▶ [EXCERPTED TEXT]:
----

Melissa Etheridge interview
Preview by Thom Jennings
Special to NFP
On Tuesday, Artpark welcomes a powerful double-bill with Melissa Etheridge and Blondie. The two have been alternating opening and closing each performance; in Lewiston, Etheridge is the closer.
Melissa Etheridge burst onto the music scene in 1988 with her platinum-selling eponymous debut album, which featured the Grammy-nominated song "Bring Me Some Water." Unlike so many artists who suffered from a sophomore jinx, Etheridge's output through 1999 included three more platinum or better and one gold-selling album.
Etheridge's most popular release to date is her 1993 album "Yes I Am," which included "I'm the Only One" and "Come to My Window." The follow-up, "Your Little Secret," included three more hits: the title track, "Nowhere to Go," and "I Want To Come Over," a track she discussed during a recent interview.

----

(Pointing dataset records)
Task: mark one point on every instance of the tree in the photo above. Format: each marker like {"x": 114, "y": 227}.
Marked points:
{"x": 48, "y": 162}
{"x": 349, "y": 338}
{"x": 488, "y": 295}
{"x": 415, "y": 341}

----

▶ [SET OF TASKS]:
a: According to the Melissa Etheridge preview, what is her most popular release to date?
b: Please retype the part of the Melissa Etheridge preview that opens with the words containing "Melissa Etheridge interview" and closes with "one gold-selling album.".

▶ [WORKED SOLUTIONS]:
a: Her 1993 album "Yes I Am."

b:
Melissa Etheridge interview
Preview by Thom Jennings
Special to NFP
On Tuesday, Artpark welcomes a powerful double-bill with Melissa Etheridge and Blondie. The two have been alternating opening and closing each performance; in Lewiston, Etheridge is the closer.
Melissa Etheridge burst onto the music scene in 1988 with her platinum-selling eponymous debut album, which featured the Grammy-nominated song "Bring Me Some Water." Unlike so many artists who suffered from a sophomore jinx, Etheridge's output through 1999 included three more platinum or better and one gold-selling album.